Extracted text.
=== Begin Enclosure ===
German actor (born 1993)

Dennis Mojen (born 1993 in Hamburg) is a German actor.

==Career==
Mojen, who wanted to be an actor since childhood, grew up in Hamburg. His father is a professor at the Film Academy Baden-Württemberg in Ludwigsburg, and his mother worked in the film industry for a time.

He has been in front of the camera since he was a teenager. He first appeared on television as Lenny in Notruf Hafenkante. In 2009 he took part in the children's and youth series Die Pfefferkörner. That year Mojen had a supporting role in the coming-of-age film Summertime Blues.

In 2010, Mojen graduated from an Acting Master Class in Los Angeles. In 2011 he played the gunman Tom in Der Ausflug, a 16-year-old academically overwhelmed student who is suspected of being an arsonist in Notruf Hafenkante, a teenager who is suspected of having robbed a kiosk in Großstadtrevier and the television film Annas Erbe alongside Jutta Speidel and Anna Hausburg.

In Der Dicke (2012) he played a student who bullies a teacher with private videos that he posts on the Internet. The following year he had a role in Arnes Nachlass, a literary adaptation of a story by Siegfried Lenz, where he portrayed the eldest son Hans alongside Jan Fedder. In 2013 he also appeared as an actor in the music video for the song Aschenflug by the German pop singer Adel Tawil. In 2014 he was the friend of a transplant patient suffering from chronic bronchitis in In aller Freundschaft, and a mountain climber in Der Bergdoktor.

In early 2015, he played a leading role in the series Unter Gaunern, in which he portrayed "Chef Coolio," the leader of a street gang. Followed in February 2015 by a leading role in the series Großstadtrevier, this time as a Hamburg police cadet who becomes entangled in neo-Nazi circles. In April he starred in Tatort's episode "Der Himmel ist ein Platz auf Erden", for which he received the New Faces Award. In the television film Die Neue, Mojen alongside Iris Berben and Ava Celik.

In 2017 he was the son of a murdered football coach in Leipzig Homicide. In the ARD crime series Nord bei Nordwest (2018) he played the role of Lukas Benedikt, in the episode Waidmannsheil, a young man who tries to protect his two younger sisters from their father's sexual assaults. In the same year he starred in Polizeiruf 110: Crash, Mojen played one of the main roles as Tommy Otto, a parcel delivery man who makes a living by stealing cars and dealing drugs and who participates in illegal car races as a member of a group of racers who call themselves “Le Magdeburg.” In the ZDF ensemble film Extraklasse he was Mike a petty criminal youth. In SOKO München as a young man suffering from hebephrenic schizophrenia who was kidnapped as a child, and in Letzte Spur Berlin as macho professional firefighter Enrico Wolf who bullies his new colleague.
=== End Enclosure ===
Excerpted records.
=== Begin Enclosure ===
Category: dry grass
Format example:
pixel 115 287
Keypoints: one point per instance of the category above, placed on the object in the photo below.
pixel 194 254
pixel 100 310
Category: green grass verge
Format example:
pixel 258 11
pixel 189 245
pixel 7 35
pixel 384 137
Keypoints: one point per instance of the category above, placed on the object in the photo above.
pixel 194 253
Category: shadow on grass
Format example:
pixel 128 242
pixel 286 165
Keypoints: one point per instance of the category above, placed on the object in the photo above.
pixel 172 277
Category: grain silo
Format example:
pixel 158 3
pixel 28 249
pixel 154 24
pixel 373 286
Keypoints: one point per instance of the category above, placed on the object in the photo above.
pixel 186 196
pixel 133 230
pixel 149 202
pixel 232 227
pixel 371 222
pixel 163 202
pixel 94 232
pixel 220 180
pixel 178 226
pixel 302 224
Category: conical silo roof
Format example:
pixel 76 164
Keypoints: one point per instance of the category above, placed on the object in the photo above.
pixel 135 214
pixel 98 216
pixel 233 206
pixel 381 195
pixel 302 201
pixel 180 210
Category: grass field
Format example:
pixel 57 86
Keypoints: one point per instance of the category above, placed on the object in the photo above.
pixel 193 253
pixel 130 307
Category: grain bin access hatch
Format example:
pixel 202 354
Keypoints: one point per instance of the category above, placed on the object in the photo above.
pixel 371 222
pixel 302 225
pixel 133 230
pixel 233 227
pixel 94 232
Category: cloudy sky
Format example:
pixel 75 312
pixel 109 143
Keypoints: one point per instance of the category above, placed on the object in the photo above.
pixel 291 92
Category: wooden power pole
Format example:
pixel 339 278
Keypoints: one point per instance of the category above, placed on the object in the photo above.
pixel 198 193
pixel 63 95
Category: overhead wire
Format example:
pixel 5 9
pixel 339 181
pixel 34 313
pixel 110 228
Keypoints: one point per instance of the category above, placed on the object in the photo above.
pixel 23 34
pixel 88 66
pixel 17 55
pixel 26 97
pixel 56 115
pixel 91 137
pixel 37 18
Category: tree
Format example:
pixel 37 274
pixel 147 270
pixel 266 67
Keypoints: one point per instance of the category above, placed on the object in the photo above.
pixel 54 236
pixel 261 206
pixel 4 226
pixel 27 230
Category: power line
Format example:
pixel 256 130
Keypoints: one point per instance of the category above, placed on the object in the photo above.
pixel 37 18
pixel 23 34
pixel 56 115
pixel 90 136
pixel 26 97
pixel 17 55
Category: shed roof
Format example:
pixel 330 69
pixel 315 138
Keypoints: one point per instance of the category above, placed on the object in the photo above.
=== End Enclosure ===
Work order 1.
Write down the stretch of the Dennis Mojen article from "Dennis Mojen (born" through "film Summertime Blues.", keeping every word.
Work order 2.
Pick up the Dennis Mojen article after its last sentence and carry it on.
The lines are separate material, not part of the Dennis Mojen article.

Response area 1.
Dennis Mojen (born 1993 in Hamburg) is a German actor.

==Career==
Mojen, who wanted to be an actor since childhood, grew up in Hamburg. His father is a professor at the Film Academy Baden-Württemberg in Ludwigsburg, and his mother worked in the film industry for a time.

He has been in front of the camera since he was a teenager. He first appeared on television as Lenny in Notruf Hafenkante. In 2009 he took part in the children's and youth series Die Pfefferkörner. That year Mojen had a supporting role in the coming-of-age film Summertime Blues.

Response area 2.
He played the young Berlin medical student Danny, who is in love with the medical student daughter of Lotta's boss (Kirsten Block) in the 7th film of the Lotta film series of ZDF, Lotta & der schöne Schein in 2019. Subsequently he was Michi Sievers, the black sheep son of a building contractor, in the television series Der Usedom-Krimi. Then Mojen played one of the leading roles as the young East German soldier and con man Emil Hellberg, who poses as a film producer in order to be able to see his French lover again, in the film Traumfabrik.

In 2020, he starred as aspiring boxer Ossi in the Netflix romantic comedy film Isi & Ossi.

== Partial filmography ==
=== Films ===
- 2009: Summertime Blues
- 2010: The Poll Diaries
- 2016: Nirgendwo
- 2016: UFO: It Is Here
- 2019: Traumfabrik

=== Short films ===
- 2013: Am Ende Licht
- 2014: Der Ausflug

=== TV films ===
- 2011: Isenhart: The Hunt Is on for Your Soul
- 2011: Anna Erbe
- 2013: Arnes Nachlass
- 2015: Tatort: Der Himmel ist ein Platz auf Erden
- 2015: Die Neue
- 2016: Fanny und die gestohlene Frau
- 2016: Fanny und die geheimen Väter
- 2017: Brüder
- 2018: Nord bei Nordwest – Waidmannsheil (TV series)
- 2018: Wach
- 2018: Polizeiruf 110: Crash
- 2018: Extraklasse
- 2019: Lotta & der schöne Schein
- 2019: Träume – Der Usedom-Krimi
- 2019 Traumfabrik
- 2020: Isi & Ossi (Netflix film)

=== TV series ===
- 2009: Die Pfefferkörner (Episode: Kirchenklau)
- 2011: Notruf Hafenkante (Episode: Alles Einstein)
- 2011: Großstadtrevier (Episode: Frohe Weihnachten, Dirk Matthies)
- 2012: Der Dicke (Episode: Späte Reue)
- 2012: Der Cop und der Snob (Episode: Die Clique)
- 2013: Heiter bis tödlich: Morden im Norden (Episode: Der Fingerzeig)
- 2013: Der Lehrer (2 episodes)
- 2014: Der Bergdoktor (Episode: Königskinder)
- 2014: Die Chefin (Episode: Tod eines Lehrers)
- 2014: In aller Freundschaft (Episode: Der Moment der Wahrheit)
- 2015: Unter Gaunern (Episode: Die nackte Paula)
- 2015: Großstadtrevier (Episode: Kameraden)
- 2016: Morgen hör ich auf (5 episodes)
- 2016: Cologne P.D. (Episode: Mörderisches Wochenende)
- 2017: Leipzig Homicide (Episode: Aus der Deckung)
- 2017: Alarm für Cobra 11 – Die Autobahnpolizei (Episode: Freier Fall)
- 2018: SOKO München (Episode: Machtlos)
- 2018: Letzte Spur Berlin (Episode: Lebensretterin)
- 2021: Into the Night Season 2 (Netflix)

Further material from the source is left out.